** Opening TEXT EXCERPT block **

The Importance of Basic Research
By: Dr. Herbert A. Hauptman
Dr. Hauptman Celebrates His 90th Birthday
We scientists at HWI are often asked just what we do and why our work is important. The easy answer is that we try to improve our understanding of life processes and in this way to improve well being through better methods for the prevention, diagnosis, and treatment of disease. Since our research is of such a fundamental nature it is sometimes difficult to see the connection between our work and the resulting health benefits. A recent incident provides a dramatic illustration of just such a connection.

It is of course well known that antibiotics are the medicine of choice in the treatment of many bacterial infections. Less well known perhaps is that the antibiotic vancomycin is the drug of last resort, the one which works when nothing else does. However, during the course of the last ten or twelve years a strain of vancomycin resistant bacteria evolved with fatal consequences for those infected. Overnight, the development of a modified form of vancomycin needed to defeat the resistant strain of bacteria became a critical priority. However the pharmacologists working on this problem were confronted with a seemingly insurmountable obstacle. The structure of the vancomycin molecule was unknown and, owing to its complexity, appeared to be unsolvable. Yet, knowledge of its structure was an essential pre-requisite if a successful modification was to be found.

Faced with this dilemma, and after many months of failure, the pharmacologists came to HWI, recognized to be the world's leader in this field of biomedical research. Within a matter of days the computer program Shake-and-Bake, developed at HWI, solved the vancomycin structure; the pharmacologists now had at their disposal the information needed to design the required modification using the well established protocols for the structure based design of drugs. Here then is the most recent example of how the internationally recognized expertise of HWI scientists will serve to save human lives.

It is not inappropriate to stress that the development of the Shake-and-Bake algorithm at HWI was the result of the collaborative efforts of a number of scientists with expertise in different disciplines: crystallography, chemistry, biophysics, biochemistry, computer science, and mathematics. It is precisely this collection of scientists with strength in different but related fields, which accounts for our unique character and the worldwide recognition that we enjoy.

** Closing TEXT EXCERPT block **

WHAT YOU WILL DO:
**a.** Translate this sentence from the basic research article into Spanish: "The structure of the vancomycin molecule was unknown and, owing to its complexity, appeared to be unsolvable."
**b.** Reproduce the basic research article from "It is of course" to "to be found.".
The rows come from a source other than the text.

** Opening DATA UNDER STUDY block **

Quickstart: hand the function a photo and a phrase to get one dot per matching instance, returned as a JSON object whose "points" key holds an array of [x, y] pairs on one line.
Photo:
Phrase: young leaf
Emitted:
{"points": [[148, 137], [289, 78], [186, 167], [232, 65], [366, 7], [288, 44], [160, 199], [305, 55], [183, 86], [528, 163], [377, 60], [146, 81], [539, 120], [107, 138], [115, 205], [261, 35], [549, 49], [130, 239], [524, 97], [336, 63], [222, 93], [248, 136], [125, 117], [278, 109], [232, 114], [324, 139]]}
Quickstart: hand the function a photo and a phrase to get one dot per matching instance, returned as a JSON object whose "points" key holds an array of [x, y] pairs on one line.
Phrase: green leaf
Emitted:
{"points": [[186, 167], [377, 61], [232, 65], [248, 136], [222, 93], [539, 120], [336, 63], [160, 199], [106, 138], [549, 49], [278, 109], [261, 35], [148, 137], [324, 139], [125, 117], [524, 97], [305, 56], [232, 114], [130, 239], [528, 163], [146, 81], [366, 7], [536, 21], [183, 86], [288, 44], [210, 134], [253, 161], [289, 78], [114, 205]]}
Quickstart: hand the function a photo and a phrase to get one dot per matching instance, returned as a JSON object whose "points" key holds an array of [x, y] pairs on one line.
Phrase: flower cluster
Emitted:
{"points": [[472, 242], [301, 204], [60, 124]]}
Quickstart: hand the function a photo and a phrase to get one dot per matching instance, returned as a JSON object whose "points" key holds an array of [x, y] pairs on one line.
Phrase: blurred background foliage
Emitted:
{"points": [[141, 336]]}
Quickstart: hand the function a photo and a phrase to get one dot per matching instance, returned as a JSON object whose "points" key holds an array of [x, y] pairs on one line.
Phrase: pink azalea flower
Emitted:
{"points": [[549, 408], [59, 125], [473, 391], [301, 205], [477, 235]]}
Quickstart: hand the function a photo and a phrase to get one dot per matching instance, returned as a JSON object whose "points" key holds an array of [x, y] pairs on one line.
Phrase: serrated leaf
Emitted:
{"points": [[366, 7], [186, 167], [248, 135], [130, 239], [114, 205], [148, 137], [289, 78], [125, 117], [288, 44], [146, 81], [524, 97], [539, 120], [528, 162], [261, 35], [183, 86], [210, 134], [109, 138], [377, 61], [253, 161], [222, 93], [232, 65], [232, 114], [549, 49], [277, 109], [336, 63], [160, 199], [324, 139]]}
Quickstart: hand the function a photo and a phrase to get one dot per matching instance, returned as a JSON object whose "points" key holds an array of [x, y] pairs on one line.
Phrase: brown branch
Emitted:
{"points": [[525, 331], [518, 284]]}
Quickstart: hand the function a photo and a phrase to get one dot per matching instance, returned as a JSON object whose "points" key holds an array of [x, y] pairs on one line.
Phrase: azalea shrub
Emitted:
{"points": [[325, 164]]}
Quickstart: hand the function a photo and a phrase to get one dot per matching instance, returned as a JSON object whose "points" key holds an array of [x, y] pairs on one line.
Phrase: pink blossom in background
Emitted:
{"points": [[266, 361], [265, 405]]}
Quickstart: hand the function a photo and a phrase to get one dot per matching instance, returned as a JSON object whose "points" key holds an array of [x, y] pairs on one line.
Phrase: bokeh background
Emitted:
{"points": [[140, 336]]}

** Closing DATA UNDER STUDY block **

TASK RESULTS:
**a.** La estructura de la molécula de vancomicina era desconocida y, debido a su complejidad, parecía imposible de resolver.

**b.**
It is of course well known that antibiotics are the medicine of choice in the treatment of many bacterial infections. Less well known perhaps is that the antibiotic vancomycin is the drug of last resort, the one which works when nothing else does. However, during the course of the last ten or twelve years a strain of vancomycin resistant bacteria evolved with fatal consequences for those infected. Overnight, the development of a modified form of vancomycin needed to defeat the resistant strain of bacteria became a critical priority. However the pharmacologists working on this problem were confronted with a seemingly insurmountable obstacle. The structure of the vancomycin molecule was unknown and, owing to its complexity, appeared to be unsolvable. Yet, knowledge of its structure was an essential pre-requisite if a successful modification was to be found.